» STATED TASK
Restate every line of the material, word for word.

» MATERIAL FOR THE TASK
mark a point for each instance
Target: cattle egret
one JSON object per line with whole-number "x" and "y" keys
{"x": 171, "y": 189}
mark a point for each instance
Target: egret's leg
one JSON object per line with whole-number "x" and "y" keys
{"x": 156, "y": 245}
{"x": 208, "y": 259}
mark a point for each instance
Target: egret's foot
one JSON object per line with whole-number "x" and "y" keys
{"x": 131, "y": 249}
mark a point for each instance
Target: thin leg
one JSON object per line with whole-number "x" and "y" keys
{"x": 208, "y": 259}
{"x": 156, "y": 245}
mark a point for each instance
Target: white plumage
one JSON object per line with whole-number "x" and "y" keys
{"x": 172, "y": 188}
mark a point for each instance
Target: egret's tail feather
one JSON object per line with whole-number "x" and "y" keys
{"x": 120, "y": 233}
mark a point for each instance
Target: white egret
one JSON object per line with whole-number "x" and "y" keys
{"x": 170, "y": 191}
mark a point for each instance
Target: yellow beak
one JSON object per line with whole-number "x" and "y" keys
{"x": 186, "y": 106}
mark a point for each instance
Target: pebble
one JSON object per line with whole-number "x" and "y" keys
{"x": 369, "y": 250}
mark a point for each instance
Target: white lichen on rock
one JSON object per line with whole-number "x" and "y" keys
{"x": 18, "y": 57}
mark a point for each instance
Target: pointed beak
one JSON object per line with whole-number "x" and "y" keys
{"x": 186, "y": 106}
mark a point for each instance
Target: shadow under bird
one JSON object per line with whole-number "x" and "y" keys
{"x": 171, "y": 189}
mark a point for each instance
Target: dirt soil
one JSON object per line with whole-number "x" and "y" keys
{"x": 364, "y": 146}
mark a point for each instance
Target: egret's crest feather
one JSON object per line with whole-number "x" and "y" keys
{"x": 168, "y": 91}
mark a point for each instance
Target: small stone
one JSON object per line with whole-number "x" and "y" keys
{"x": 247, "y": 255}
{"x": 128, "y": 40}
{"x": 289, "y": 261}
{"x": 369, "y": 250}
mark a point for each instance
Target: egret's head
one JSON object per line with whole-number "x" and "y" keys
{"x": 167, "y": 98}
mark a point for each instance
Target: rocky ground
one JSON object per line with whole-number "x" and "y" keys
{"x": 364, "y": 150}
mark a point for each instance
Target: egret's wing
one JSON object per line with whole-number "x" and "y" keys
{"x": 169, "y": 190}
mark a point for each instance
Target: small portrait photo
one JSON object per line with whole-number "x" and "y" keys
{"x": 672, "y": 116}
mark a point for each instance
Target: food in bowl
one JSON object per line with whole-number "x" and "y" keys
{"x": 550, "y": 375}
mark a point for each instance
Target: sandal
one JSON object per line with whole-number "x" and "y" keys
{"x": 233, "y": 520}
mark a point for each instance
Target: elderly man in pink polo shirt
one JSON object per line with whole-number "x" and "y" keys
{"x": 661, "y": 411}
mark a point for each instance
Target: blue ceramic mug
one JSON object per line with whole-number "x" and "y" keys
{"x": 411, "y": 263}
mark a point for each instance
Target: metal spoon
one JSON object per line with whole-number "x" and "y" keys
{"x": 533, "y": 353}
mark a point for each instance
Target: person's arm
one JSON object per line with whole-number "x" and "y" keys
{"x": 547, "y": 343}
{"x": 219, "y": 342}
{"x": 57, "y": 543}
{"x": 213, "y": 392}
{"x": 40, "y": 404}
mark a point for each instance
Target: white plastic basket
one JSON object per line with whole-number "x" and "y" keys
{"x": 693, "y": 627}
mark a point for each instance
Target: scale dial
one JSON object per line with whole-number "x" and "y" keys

» THE REPLY
mark a point for each instance
Target: cattle egret
one JSON object per line with whole-number "x" and "y" keys
{"x": 171, "y": 189}
mark a point for each instance
Target: egret's leg
one JSON object per line with whole-number "x" and "y" keys
{"x": 156, "y": 245}
{"x": 208, "y": 259}
mark a point for each instance
Target: egret's foot
one JSON object per line with whole-number "x" and "y" keys
{"x": 131, "y": 249}
mark a point for each instance
Target: thin leg
one JSON object per line with whole-number "x" and "y" keys
{"x": 208, "y": 259}
{"x": 156, "y": 245}
mark a point for each instance
Target: white plumage
one JSON object per line with whole-number "x" and "y" keys
{"x": 172, "y": 188}
mark a point for each instance
Target: egret's tail feather
one JSON object per line with whole-number "x" and "y" keys
{"x": 120, "y": 233}
mark a point for each instance
Target: white egret
one JSON object per line with whole-number "x" and "y" keys
{"x": 170, "y": 191}
mark a point for each instance
Target: yellow beak
one JSON object per line with whole-number "x" and "y" keys
{"x": 186, "y": 106}
mark a point for each instance
Target: pebble
one JSON object per line with whole-number "x" and "y" keys
{"x": 369, "y": 250}
mark a point for each instance
Target: white lichen on rock
one JSON object per line with whole-number "x" and "y" keys
{"x": 18, "y": 57}
mark a point for each instance
Target: pointed beak
one JSON object per line with whole-number "x" and "y" keys
{"x": 186, "y": 106}
mark a point for each instance
Target: shadow under bird
one JSON object per line with whole-number "x" and "y" keys
{"x": 171, "y": 189}
mark a point for each instance
Target: dirt soil
one JSON object per line with whole-number "x" and "y" keys
{"x": 364, "y": 146}
mark a point for each instance
Target: egret's crest feather
one JSON object per line with whole-number "x" and "y" keys
{"x": 168, "y": 91}
mark a point for each instance
Target: small stone
one JSON object per line with whole-number "x" and "y" keys
{"x": 247, "y": 255}
{"x": 128, "y": 40}
{"x": 289, "y": 261}
{"x": 369, "y": 250}
mark a point for each instance
Target: egret's head
one JSON object per line with whole-number "x" and "y" keys
{"x": 167, "y": 98}
mark a point for each instance
Target: rocky ground
one JSON object per line with whole-number "x" and "y" keys
{"x": 364, "y": 150}
mark a point for each instance
Target: egret's wing
one JSON object per line with whole-number "x" and "y" keys
{"x": 169, "y": 190}
mark a point for each instance
Target: small portrait photo
one JSON object per line with whole-number "x" and "y" keys
{"x": 672, "y": 116}
mark a point for each instance
Target: food in bowl
one JSON object per line with whole-number "x" and "y" keys
{"x": 550, "y": 375}
mark a point for each instance
Target: sandal
one JSON object per line with whole-number "x" and "y" keys
{"x": 233, "y": 520}
mark a point for each instance
Target: elderly man in pink polo shirt
one JSON object per line with whole-number "x" and "y" keys
{"x": 661, "y": 411}
mark a point for each instance
Target: blue ceramic mug
one JSON object per line with whole-number "x" and "y" keys
{"x": 411, "y": 263}
mark a point for each instance
Target: metal spoon
one JSON object per line with whole-number "x" and "y" keys
{"x": 533, "y": 353}
mark a point for each instance
Target: person's arm
one JSON object per line with whole-number "x" and "y" keys
{"x": 547, "y": 343}
{"x": 219, "y": 342}
{"x": 57, "y": 543}
{"x": 213, "y": 392}
{"x": 40, "y": 404}
mark a point for each instance
Target: white plastic basket
one JSON object per line with whole-number "x" and "y" keys
{"x": 693, "y": 627}
mark a point for each instance
Target: scale dial
one JSON object per line with whole-number "x" and "y" keys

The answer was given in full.